Exercise brief: Repeat the records below exactly.

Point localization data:
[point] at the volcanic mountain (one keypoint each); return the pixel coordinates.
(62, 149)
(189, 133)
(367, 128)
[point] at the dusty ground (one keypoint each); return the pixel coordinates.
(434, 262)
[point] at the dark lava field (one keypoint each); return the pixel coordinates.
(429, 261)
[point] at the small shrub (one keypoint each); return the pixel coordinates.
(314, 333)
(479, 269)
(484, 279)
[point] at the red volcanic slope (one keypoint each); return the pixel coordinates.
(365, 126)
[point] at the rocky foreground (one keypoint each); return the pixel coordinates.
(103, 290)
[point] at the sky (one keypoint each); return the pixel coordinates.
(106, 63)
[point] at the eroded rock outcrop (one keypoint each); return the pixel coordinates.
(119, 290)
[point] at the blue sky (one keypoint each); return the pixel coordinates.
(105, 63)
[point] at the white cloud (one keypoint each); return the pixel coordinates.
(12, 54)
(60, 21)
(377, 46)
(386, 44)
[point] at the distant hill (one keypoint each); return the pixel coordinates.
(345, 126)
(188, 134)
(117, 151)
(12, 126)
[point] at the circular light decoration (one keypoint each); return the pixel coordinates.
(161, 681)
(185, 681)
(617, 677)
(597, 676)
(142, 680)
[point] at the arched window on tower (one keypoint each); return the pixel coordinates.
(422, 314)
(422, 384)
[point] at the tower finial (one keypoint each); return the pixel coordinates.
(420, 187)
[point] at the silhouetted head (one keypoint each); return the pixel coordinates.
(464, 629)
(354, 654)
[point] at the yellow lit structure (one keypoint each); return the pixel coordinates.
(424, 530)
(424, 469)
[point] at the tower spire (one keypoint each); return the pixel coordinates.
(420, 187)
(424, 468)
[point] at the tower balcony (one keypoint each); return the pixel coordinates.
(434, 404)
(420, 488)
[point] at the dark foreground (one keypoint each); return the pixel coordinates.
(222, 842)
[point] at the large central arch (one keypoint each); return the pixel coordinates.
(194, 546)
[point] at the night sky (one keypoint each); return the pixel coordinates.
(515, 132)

Solution:
[point] at the volcanic mountain (one keypoint each); return the pixel coordinates.
(62, 149)
(189, 133)
(367, 128)
[point] at the dusty ground (one keypoint each); return the pixel coordinates.
(434, 262)
[point] at the dark lava field (one keypoint each); return the pixel coordinates.
(429, 261)
[point] at the small shrub (one keypoint each); return the pixel coordinates.
(314, 333)
(479, 269)
(484, 279)
[point] at the red volcanic slope (one keypoint each); return the pixel coordinates.
(365, 126)
[point] at the rocky foreground (one keypoint each); return the pixel coordinates.
(103, 290)
[point] at the sky (one keypoint each); return the pixel coordinates.
(106, 63)
[point] at the eroded rock outcrop (one keypoint each); return the pixel coordinates.
(119, 290)
[point] at the blue sky (one keypoint each); return the pixel coordinates.
(105, 63)
[point] at the white cloud (one keypoint each); return the pixel coordinates.
(12, 54)
(60, 21)
(377, 46)
(386, 44)
[point] at the distant hill (one keypoint each); return the pixel coordinates.
(345, 126)
(188, 134)
(117, 151)
(12, 126)
[point] at the circular light decoration (one keypoint each); return the pixel coordinates.
(161, 681)
(185, 681)
(617, 677)
(597, 676)
(142, 680)
[point] at the arched window on tower (one keypoint each); return the pixel coordinates.
(422, 314)
(422, 384)
[point] at the tower finial (one keypoint each); return the pixel coordinates.
(420, 187)
[point] at the silhouetted head (one keypoint each); return the pixel coordinates.
(464, 629)
(354, 654)
[point] at the yellow lit structure (one keypoint each); return the pixel coordinates.
(424, 530)
(424, 469)
[point] at the tower spire (one keypoint each); return the pixel coordinates.
(420, 187)
(424, 468)
[point] at the tower balcony (one keypoint each); return the pixel coordinates.
(434, 404)
(420, 488)
[point] at the dark foreground (one keypoint each); return the pixel coordinates.
(222, 842)
[point] at the large central arch (one keypoint each); return the pixel coordinates.
(194, 546)
[point] at the night sky (one keypoint each); return the pixel coordinates.
(515, 132)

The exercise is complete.